Bangladesh aims to become a $1 trillion economy by 2034 in line with national economic targets. Analysts note that achieving this goal will depend on controlling inflation and increasing cash flow in the hands of low- and middle-income groups.

The rising demand for smaller FMCG packs is also evident at the ground level. Nilufa Yasmin, a 23-year-old shopper at Karwan Bazar, shared her experience. After graduating from university, she joined a private company last year with a monthly salary of BDT 25,000.

She said, “When I was a student, I used to buy larger packs of soap, shampoo, and cosmetics. They lasted a long time, and my family covered the expenses. Now I manage my own costs — rent, transport, food, everything has become more expensive. So I use mini-pack shampoo instead of bottles. For noodles, I prefer packs priced between BDT 50–60 instead of larger ones. I follow the same approach for other products. Rather than creating financial pressure by buying in bulk, I purchase only what I need when I need it. It’s not just me; I think most low-income people do the same.”

A shopkeeper at Raifa Store in Bhatara Notun Bazar said, “There are fewer buyers for large packs of products like oil, powdered milk, biscuits, noodles, soap, and shampoo. Items priced at BDT 10, 20, or 50 have higher demand and sales. The same customers often return every two to three days to buy the same products.”

Shafiqul Islam, a manager at a rice shop in Karwan Bazar, noted, “People used to buy rice in bulk. Many salaried individuals would purchase their entire month’s supply at once. Now, such customers have decreased significantly. Instead, the number of buyers purchasing rice in small quantities has increased.”

Market analysts warn that the emerging ‘mini-pack culture’ in the FMCG sector may not be healthy for the market in the long run. It is contributing to an increase in per capita plastic waste and weakening long-term brand loyalty. However, in the current crisis, companies have little choice but to produce mini packs or smaller SKUs to remain viable.

Masud Khan, chairman of Unilever Consumer Care Limited and an independent director at Singer Bangladesh Limited, British American Tobacco Bangladesh Company Limited, and Marico Bangladesh Limited, told Bonik Barta, “For the past two years, consumers have shown a stronger preference for smaller packs compared to larger ones. This trend is primarily driven by inflation, which has reduced purchasing power while product prices have increased. But if we consider Unilever Consumer Care, we’ve managed to sell somewhat larger packs in the last and current quarters. This indicates a slight shift in consumer behaviour. Our sales declined in the first quarter due to the national election and Eid holidays. But we’re now seeing good growth in sales this month.”

| Input data |
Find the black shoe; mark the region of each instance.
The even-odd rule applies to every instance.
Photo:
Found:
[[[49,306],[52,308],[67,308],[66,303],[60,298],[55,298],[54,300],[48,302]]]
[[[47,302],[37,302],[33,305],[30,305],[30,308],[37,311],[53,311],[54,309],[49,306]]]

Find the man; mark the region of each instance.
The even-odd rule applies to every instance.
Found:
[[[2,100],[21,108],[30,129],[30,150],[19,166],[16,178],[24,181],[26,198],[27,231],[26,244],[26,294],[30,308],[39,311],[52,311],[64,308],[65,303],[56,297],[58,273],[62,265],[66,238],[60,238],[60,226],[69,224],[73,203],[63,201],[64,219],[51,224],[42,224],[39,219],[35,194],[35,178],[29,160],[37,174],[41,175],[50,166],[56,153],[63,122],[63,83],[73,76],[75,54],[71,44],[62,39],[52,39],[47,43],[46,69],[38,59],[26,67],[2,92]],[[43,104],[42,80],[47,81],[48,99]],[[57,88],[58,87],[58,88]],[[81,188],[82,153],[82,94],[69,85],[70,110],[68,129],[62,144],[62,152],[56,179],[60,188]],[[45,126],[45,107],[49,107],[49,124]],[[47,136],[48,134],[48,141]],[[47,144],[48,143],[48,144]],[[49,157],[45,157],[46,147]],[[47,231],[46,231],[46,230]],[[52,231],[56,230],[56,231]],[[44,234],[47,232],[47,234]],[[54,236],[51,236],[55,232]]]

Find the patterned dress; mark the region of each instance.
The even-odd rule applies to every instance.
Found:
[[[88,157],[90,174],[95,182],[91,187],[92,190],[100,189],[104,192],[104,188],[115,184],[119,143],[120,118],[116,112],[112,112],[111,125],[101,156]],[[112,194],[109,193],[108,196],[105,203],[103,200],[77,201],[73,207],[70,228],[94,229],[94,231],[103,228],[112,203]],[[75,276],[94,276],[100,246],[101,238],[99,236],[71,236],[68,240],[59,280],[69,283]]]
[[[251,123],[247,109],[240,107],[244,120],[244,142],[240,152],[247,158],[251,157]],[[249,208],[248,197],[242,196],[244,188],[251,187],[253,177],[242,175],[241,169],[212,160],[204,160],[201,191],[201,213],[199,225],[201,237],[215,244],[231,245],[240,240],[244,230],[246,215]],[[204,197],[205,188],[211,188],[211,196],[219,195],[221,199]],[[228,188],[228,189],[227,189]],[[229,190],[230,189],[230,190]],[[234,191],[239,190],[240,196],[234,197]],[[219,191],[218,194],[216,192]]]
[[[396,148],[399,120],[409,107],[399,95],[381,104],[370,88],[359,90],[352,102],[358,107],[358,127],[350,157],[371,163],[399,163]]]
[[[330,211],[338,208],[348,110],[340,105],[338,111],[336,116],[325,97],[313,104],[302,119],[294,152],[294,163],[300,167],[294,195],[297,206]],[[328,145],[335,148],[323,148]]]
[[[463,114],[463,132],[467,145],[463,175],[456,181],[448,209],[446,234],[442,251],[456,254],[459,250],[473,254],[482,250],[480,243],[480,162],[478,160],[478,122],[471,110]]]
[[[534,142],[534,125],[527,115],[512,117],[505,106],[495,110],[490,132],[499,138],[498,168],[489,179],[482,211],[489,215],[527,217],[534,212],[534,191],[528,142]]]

| Assignment A |
In the article on Bangladesh's shift to smaller FMCG packs, rewrite the paragraph beginning "Market analysts warn" as a short bulleted list that keeps its main points.
| Assignment B |
Write what comes next in the article on Bangladesh's shift to smaller FMCG packs, continuing after its final paragraph.

| Task result A |
- Market analysts warn that the emerging "mini-pack culture" in the FMCG sector may not be healthy for the market in the long run.
- It adds to per capita plastic waste.
- It weakens long-term brand loyalty.
- In the current crisis, companies have little choice but to produce mini packs or smaller SKUs to stay viable.

| Task result B |
The FMCG sector’s current state essentially reflects the country’s broader macroeconomic reality. Consumers are no longer prioritising luxury; instead, they are becoming more calculated in spending for survival. Large packs have lost their appeal, and millions of households are now relying on smaller packages. Without policy support from the government and effective control of inflation, both investment and growth in the sector could face significant risks.

ABM Shahidul Islam, a professor in the Department of Marketing at University of Dhaka, said, “The COVID-19 pandemic, the Russia-Ukraine War, and the recent Middle East crisis have significantly increased the living cost. Inflation has risen over the past few years. Despite not increasing incomes for salaried individuals, they have to purchase goods for their livelihood. As a result, people are cutting back on expenses to align with rising prices. Most buyers of mini-pack products belong to the lower-middle and low-income groups, who can’t rely on external support. So, they are forced to reduce spending and adjust their lifestyles.”

Regarding the economic instability, he added, “Small economies like Bangladesh are particularly vulnerable to global economic instability. Consumers’ purchasing capacity reflects many underlying aspects of a country’s economy. Policymakers must consider the needs of low-income populations. The government alone can’t address this crisis. Because the private sector generates most employment. So the government should provide policy support in this sector. A fair and safe business environment will help expand the economy and increase employment and incomes.”